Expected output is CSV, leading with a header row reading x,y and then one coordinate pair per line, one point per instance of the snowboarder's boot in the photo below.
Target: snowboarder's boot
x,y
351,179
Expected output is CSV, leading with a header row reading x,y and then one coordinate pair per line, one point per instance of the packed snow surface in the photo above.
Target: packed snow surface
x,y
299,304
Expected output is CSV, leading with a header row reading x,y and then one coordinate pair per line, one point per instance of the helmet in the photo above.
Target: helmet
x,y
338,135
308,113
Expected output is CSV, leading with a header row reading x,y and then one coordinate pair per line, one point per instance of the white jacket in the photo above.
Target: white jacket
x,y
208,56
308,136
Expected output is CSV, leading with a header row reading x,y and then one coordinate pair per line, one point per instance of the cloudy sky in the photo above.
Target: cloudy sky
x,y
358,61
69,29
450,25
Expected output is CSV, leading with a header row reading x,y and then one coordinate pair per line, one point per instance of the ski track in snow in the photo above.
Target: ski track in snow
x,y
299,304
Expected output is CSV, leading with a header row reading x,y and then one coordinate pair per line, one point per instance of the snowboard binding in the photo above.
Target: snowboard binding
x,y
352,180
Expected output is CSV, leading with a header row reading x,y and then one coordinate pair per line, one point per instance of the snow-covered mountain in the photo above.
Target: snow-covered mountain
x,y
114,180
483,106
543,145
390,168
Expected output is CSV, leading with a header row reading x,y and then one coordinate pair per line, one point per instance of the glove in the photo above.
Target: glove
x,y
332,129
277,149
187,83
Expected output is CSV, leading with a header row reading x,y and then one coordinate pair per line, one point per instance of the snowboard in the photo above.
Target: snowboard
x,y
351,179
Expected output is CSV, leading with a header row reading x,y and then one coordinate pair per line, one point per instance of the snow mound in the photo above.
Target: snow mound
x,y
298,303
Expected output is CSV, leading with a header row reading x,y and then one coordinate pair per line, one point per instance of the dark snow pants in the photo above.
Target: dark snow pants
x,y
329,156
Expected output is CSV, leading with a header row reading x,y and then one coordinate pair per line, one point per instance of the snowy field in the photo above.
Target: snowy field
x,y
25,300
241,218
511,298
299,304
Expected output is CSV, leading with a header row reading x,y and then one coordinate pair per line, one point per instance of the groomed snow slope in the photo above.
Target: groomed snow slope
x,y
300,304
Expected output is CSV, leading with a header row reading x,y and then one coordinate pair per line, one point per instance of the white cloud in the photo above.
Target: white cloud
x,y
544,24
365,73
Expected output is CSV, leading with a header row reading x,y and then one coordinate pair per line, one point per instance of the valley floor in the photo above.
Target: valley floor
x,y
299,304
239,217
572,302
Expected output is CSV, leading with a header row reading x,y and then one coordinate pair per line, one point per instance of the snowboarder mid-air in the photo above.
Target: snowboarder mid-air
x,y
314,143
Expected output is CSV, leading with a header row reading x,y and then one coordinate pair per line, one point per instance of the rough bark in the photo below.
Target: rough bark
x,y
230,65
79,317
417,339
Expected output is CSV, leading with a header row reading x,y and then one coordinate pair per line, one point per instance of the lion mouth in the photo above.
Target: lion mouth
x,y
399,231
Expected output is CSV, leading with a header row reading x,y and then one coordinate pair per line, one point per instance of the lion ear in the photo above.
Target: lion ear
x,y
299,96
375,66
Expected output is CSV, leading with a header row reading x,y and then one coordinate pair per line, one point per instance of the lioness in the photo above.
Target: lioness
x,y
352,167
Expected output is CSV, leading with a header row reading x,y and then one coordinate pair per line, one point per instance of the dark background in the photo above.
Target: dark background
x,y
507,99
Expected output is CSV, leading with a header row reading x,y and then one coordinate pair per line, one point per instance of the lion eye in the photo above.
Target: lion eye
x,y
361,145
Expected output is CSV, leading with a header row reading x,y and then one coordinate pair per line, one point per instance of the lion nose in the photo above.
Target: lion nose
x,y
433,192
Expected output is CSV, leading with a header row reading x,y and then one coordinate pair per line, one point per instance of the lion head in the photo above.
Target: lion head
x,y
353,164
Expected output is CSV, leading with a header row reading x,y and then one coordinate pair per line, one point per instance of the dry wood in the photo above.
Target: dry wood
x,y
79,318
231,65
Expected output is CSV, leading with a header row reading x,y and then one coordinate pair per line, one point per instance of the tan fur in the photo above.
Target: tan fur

■ **PROBLEM**
The data above needs to be retyped in full, exactly as given.

■ **OUTPUT OF THE TASK**
Expected output is CSV, leading with a header row reading x,y and then one coordinate pair per line, one point per instance of the snowboarder's boot in the photo below.
Target: snowboarder's boot
x,y
351,179
Expected output is CSV, leading with a header row reading x,y and then one coordinate pair per line, one point per instance of the packed snow surface in the photo above.
Target: packed snow surface
x,y
299,304
Expected output is CSV, leading with a header row reading x,y and then one coordinate pair per line, one point per instance of the helmet in the photo above.
Target: helmet
x,y
338,135
308,113
Expected output is CSV, leading with a header row reading x,y and then one coordinate pair per line, one point per instance of the white jacket in the photo above.
Target: white jacket
x,y
208,56
308,136
Expected output is CSV, leading with a header row reading x,y and then one coordinate pair per line, one point per instance of the cloudy sky in the photo above.
Target: cloudy sky
x,y
358,61
69,29
450,25
Expected output is CSV, leading with a header row reading x,y and then one coordinate pair per line, one point per instance of the ski track in snow in the photo above.
Target: ski track in snow
x,y
299,304
Expected output is CSV, leading with a header row reading x,y and then one coordinate pair per line, one point per instance of the snowboard binding in the photo above.
Target: snowboard binding
x,y
352,180
Expected output is CSV, leading with a header row reading x,y and then one coordinate pair per line, one point per instance of the snow-covered mountain in the photo above.
Target: snow-covered mountain
x,y
114,180
483,106
543,145
390,168
Expected output is CSV, leading with a header row reading x,y and then one coordinate pair per line, one point per instance of the glove in the photo above.
Target: glove
x,y
332,129
277,149
187,83
Expected output is CSV, leading with a header row reading x,y and then one coordinate pair per line, one point per instance of the snowboard in the photo above.
Target: snowboard
x,y
351,179
Expected output is CSV, leading with a header row reading x,y and then one coordinate pair per line, one point per instance of the snow mound in the photo above.
Target: snow mound
x,y
298,303
Expected output is CSV, leading with a header row reading x,y and then one coordinate pair per line, one point per instance of the dark snow pants in the photo above.
Target: dark snow pants
x,y
329,156
Expected output is CSV, leading with a header row reading x,y and then one coordinate pair per line, one point per instance of the snowy field in the photo above.
Target: snowy field
x,y
25,300
241,218
511,298
299,304
Expected output is CSV, leading with a header row reading x,y and then one coordinate pair per line, one point per instance of the groomed snow slope in the photo above.
Target: groomed snow slope
x,y
300,304
Expected output is CSV, leading with a header row reading x,y and then one coordinate pair per line, one point per instance of the white cloud in the photo above.
Target: white cloud
x,y
544,24
365,73
Expected output is CSV, leading with a header row reading x,y and then one coordinate pair per line, one point per instance of the valley floor in the photo above.
Target: valley floor
x,y
299,304
239,217
572,302
Expected output is CSV, leading with a header row reading x,y and then one coordinate pair per line, one point per instance of the snowboarder mid-air in the photo above.
Target: snowboarder mid-air
x,y
314,143
Expected output is CSV, leading with a header row reading x,y and then one coordinate pair per line, one point per instance of the rough bark in the photo below.
Target: rough bark
x,y
230,65
79,317
417,339
Expected output is CSV, leading with a header row reading x,y and then one coordinate pair per line, one point per instance of the lion mouth in the photo above.
Target: lion mouth
x,y
399,231
Expected output is CSV, leading with a header row reading x,y and then one coordinate pair per line, one point per instance of the lion ear in the photo above.
Target: lion ear
x,y
299,96
375,66
Expected output is CSV, leading with a header row reading x,y and then one coordinate pair per line, one point per instance of the lioness in the photo above.
Target: lioness
x,y
352,167
Expected output is CSV, leading with a header row reading x,y and then one coordinate pair per line, one point per instance of the dark background in the photo above.
Target: dark background
x,y
507,99
Expected output is CSV, leading with a header row reading x,y and then one coordinate pair per line, one point per instance of the lion eye in the photo above.
Target: lion eye
x,y
361,145
Expected output is CSV, leading with a header row reading x,y and then one coordinate pair per line, one point per instance of the lion nose in the photo above.
Target: lion nose
x,y
433,192
Expected output is CSV, leading with a header row reading x,y and then one coordinate pair per line, one point per instance of the lion head in the photo above.
Target: lion head
x,y
353,164
Expected output is CSV, leading with a header row reading x,y and then one coordinate pair per line, one point per instance of the dry wood in the photo above.
Target: dry wood
x,y
79,318
231,65
Expected output is CSV, leading with a header row reading x,y and then one coordinate pair per line, one point per instance of the tan fur in the photo above.
Target: tan fur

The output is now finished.